I've hashed out a few ideas on that already. All concepts are doable, just prohibitively expensive compared to using the SLA.


----------



## Lincoln (Jun 4, 2006)

Has anyone actually tried replacing the Illuminator's standard SLA battery with the 13h NiMH battery http://batteryspace.com/index.asp?PageAction=VIEWPROD&ProdID=1942 ) ? Are there any wiring (even extremely minor modifications needed or problems to resolve) if the Illuminator's standard battery is replaced with this NiMH battery? Are there any fit problems or fit modifications that need to be fixed or resolved if the standard battery is replaced with this NiMH battery? Will the charger that comes with the Illuminator work perfectly with this NiMH battery ? - or shoud the NiMH battery be removed from the Illuminator charged up each time with a special charger? 

Is the Illluminator (and other similar HIDs) actually about 50 to 60 times as bright as the Sure-Fire 6P ??

http://batteryspace.com/index.asp?PageAction=VIEWPROD&ProdID=1942


----------



## rdh226 (Jun 4, 2006)

mdocod said:


> ...
> inal results are in: My unit ran for 1 hour 49 minuts untill "strobe".
> ...


I've posted a buncha observations are results over in the thread:
http://candlepowerforums.com/vb/showthread.php?t=118392
starting with post #113.

Quick summary:

o runtime: 83 minutes (hot off the charger)
o better beam/pattern than the HF HID
o battery level meter: useless gimmick
o too easy to abuse/damage the battery
o ballast is indeed regulated
o this light is a keeper; highly recommended


----------



## Lincoln (Jun 5, 2006)

◆ **DATA LINES**
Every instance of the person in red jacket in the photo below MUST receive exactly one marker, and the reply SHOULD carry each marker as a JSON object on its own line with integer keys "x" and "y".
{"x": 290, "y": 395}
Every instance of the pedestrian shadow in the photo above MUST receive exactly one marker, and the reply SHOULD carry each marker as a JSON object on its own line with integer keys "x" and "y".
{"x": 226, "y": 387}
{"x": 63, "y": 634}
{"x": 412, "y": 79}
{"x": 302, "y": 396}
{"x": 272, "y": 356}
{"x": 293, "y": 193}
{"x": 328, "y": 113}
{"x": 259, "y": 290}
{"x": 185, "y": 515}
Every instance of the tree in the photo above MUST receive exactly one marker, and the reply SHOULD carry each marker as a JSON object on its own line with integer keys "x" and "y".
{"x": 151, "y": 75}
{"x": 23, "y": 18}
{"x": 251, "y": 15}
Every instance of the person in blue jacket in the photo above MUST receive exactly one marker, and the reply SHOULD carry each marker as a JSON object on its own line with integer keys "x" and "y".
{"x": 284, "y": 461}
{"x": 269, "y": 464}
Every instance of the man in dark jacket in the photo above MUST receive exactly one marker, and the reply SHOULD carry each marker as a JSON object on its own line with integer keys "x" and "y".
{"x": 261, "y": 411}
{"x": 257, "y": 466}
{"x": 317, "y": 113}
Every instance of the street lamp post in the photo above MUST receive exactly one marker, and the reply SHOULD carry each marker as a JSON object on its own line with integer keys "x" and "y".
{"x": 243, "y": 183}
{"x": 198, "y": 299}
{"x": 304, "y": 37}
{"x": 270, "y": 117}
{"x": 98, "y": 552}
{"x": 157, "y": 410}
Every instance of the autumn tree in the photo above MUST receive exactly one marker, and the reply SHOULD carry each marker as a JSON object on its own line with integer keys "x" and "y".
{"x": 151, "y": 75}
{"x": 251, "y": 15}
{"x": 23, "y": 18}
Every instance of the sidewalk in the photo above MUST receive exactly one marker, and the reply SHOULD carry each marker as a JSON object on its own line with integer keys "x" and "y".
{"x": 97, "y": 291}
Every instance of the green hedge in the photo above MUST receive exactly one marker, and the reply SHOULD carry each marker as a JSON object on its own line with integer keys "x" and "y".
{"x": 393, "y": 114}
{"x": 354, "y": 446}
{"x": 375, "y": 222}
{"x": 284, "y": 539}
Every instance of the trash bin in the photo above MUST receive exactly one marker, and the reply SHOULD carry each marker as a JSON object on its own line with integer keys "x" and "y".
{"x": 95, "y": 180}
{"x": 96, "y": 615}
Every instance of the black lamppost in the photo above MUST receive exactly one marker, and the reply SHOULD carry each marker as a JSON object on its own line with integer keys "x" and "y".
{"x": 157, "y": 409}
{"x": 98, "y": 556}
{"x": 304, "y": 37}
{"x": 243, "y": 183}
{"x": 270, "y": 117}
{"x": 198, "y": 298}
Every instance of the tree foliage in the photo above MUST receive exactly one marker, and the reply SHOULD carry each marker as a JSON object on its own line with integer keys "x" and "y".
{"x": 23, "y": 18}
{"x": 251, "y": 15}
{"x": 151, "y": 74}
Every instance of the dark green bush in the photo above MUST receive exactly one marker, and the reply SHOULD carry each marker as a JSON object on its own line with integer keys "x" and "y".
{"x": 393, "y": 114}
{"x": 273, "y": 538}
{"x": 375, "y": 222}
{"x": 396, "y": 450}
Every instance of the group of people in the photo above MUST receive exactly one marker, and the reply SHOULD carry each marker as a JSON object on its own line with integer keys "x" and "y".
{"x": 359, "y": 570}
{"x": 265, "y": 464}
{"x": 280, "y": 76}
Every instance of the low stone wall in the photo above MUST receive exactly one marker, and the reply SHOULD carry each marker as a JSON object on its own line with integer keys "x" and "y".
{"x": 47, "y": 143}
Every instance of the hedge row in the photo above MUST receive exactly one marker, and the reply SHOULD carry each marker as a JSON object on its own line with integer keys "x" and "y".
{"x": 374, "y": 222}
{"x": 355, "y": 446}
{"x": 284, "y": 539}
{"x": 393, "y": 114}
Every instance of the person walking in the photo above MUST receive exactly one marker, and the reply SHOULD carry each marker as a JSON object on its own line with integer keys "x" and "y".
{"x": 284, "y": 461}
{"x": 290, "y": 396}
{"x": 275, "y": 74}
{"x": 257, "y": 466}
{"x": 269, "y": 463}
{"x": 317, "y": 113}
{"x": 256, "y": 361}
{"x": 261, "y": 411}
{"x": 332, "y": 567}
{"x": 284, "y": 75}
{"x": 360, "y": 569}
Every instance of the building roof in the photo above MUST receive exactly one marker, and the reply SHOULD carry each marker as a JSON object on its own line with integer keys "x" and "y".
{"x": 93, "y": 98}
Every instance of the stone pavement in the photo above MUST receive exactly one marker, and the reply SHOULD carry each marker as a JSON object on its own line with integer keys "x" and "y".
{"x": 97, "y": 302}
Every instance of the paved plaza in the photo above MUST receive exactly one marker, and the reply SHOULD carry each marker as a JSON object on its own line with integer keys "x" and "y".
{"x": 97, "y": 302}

◆ **JOBS**
• 1. Print the forum thread, starting with "I've posted a" and going on through "off the charger)".
• 2. Summarize the forum thread in two sentences.
The rows play no part here.

◆ **SOLUTIONS TO THE PROBLEMS**
• 1.
I've posted a buncha observations are results over in the thread:
http://candlepowerforums.com/vb/showthread.php?t=118392
starting with post #113.

Quick summary:

o runtime: 83 minutes (hot off the charger)

• 2. Lincoln asks whether anyone has replaced the Illuminator's standard SLA battery with a NiMH battery, whether that swap raises wiring, fit, or charger issues, and whether the Illuminator is about 50 to 60 times as bright as the Sure-Fire 6P. In reply, rdh226 reports an 83-minute runtime, a better beam than the HF HID, a useless battery level meter, a battery that is too easy to damage, and a regulated ballast, and highly recommends the light.